Task brief => Render the items from the line containing "Which pixel sits on the toasted" through the end of the items as a numbered list, leaving out any blank lines.

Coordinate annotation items
- - - - -
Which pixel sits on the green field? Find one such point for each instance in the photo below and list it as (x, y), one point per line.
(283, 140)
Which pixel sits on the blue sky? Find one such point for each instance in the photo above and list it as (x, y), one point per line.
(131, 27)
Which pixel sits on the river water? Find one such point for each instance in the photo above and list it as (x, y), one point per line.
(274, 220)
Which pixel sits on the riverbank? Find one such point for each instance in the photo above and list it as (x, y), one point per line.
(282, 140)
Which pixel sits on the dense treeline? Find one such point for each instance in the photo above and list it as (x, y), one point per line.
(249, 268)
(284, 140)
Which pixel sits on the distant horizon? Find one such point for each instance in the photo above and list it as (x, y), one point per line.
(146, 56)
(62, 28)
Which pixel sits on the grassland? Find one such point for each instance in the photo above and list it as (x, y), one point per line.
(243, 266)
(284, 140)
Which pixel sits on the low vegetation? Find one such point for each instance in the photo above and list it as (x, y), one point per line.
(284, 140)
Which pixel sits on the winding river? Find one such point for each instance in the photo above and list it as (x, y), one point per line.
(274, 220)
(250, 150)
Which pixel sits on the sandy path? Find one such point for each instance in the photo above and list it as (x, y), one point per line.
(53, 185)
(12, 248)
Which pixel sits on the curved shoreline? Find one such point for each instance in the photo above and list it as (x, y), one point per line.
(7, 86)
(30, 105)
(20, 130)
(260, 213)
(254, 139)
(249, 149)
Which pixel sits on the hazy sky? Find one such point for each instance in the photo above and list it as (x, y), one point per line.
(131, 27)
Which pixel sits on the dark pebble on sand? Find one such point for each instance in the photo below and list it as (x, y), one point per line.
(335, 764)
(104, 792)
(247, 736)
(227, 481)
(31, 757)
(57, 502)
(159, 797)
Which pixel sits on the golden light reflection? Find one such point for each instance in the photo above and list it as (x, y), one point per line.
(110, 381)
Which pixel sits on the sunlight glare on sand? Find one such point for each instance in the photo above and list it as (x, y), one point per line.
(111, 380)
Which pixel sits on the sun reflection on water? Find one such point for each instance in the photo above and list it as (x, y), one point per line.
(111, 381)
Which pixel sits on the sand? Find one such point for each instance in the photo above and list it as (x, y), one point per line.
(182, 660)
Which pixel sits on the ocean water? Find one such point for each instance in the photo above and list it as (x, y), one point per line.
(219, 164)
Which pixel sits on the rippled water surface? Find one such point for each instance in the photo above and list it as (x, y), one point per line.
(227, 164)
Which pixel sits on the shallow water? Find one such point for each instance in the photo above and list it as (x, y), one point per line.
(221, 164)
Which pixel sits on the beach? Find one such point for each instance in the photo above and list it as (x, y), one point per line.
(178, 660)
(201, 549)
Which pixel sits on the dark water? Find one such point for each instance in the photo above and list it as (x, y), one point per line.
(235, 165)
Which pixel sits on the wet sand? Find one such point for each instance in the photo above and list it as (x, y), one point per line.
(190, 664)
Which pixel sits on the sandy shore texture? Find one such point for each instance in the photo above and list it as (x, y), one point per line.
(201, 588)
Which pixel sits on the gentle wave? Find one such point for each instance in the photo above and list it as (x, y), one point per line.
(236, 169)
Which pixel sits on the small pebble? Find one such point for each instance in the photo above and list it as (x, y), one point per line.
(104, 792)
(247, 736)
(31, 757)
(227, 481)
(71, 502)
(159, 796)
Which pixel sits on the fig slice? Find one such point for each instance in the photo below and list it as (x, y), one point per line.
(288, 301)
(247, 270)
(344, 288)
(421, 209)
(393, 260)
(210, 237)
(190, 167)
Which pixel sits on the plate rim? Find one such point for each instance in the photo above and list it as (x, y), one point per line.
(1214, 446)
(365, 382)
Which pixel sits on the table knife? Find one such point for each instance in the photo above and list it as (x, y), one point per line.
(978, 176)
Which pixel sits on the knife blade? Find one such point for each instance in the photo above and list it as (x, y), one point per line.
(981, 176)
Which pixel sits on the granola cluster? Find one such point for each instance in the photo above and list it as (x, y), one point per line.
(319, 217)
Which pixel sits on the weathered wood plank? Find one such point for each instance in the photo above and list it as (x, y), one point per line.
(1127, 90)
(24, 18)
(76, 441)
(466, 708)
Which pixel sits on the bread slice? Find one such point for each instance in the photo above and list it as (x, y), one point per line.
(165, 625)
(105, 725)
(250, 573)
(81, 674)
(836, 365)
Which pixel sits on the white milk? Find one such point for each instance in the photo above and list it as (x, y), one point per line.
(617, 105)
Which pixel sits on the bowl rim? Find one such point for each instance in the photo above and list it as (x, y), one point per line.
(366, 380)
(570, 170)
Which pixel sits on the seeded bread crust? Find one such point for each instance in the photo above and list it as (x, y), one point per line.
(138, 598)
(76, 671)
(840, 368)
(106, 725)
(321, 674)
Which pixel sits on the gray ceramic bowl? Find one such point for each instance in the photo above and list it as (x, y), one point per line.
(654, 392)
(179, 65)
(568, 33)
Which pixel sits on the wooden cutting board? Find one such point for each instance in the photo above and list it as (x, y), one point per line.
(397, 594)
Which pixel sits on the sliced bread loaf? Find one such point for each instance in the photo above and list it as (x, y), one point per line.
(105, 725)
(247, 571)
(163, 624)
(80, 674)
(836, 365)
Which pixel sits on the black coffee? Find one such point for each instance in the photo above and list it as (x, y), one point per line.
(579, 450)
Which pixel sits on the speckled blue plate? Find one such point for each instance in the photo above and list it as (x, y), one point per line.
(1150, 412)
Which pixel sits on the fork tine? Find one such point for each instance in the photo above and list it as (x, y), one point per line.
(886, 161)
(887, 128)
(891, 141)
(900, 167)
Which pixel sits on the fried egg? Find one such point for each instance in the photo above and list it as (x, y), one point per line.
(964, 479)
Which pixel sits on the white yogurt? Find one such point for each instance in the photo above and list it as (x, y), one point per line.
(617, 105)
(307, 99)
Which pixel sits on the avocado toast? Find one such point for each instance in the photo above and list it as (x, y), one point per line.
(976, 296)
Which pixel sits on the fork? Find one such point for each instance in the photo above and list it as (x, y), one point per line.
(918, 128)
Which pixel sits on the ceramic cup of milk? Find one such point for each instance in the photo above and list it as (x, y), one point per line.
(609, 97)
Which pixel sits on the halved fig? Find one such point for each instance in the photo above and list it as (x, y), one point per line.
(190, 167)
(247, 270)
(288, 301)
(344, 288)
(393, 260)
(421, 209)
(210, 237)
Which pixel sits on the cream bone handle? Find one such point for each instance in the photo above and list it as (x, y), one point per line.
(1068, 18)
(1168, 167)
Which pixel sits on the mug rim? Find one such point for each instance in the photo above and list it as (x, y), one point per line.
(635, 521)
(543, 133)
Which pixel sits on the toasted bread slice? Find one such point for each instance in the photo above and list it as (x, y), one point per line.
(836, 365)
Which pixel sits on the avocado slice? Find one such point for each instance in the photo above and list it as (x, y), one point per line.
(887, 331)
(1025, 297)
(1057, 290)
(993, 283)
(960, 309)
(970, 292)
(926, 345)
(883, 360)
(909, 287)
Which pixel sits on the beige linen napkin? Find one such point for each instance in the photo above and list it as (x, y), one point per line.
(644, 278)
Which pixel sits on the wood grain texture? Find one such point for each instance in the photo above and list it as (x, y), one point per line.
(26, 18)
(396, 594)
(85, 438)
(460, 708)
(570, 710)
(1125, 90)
- - - - -
Output for this task =>
1. Which pixel sits on the toasted bread slice? Find one such point for each instance in the photo above and list it as (x, y), one point per line.
2. (836, 365)
3. Which pixel sits on the avocado slice? Find one such point for each instance in the photo above and list it as (x, y), one point per line.
4. (887, 331)
5. (1025, 297)
6. (1057, 290)
7. (993, 283)
8. (960, 309)
9. (970, 292)
10. (926, 345)
11. (883, 360)
12. (909, 287)
13. Which pixel sits on the beige linen napkin? Find one such point for each instance in the photo above and list it as (x, y), one point per line.
14. (644, 278)
15. Which pixel sits on the wood grain texture? Find one such point for each instance in the photo above and list it as (x, y), one point per line.
16. (26, 18)
17. (396, 594)
18. (85, 438)
19. (460, 708)
20. (570, 710)
21. (1125, 90)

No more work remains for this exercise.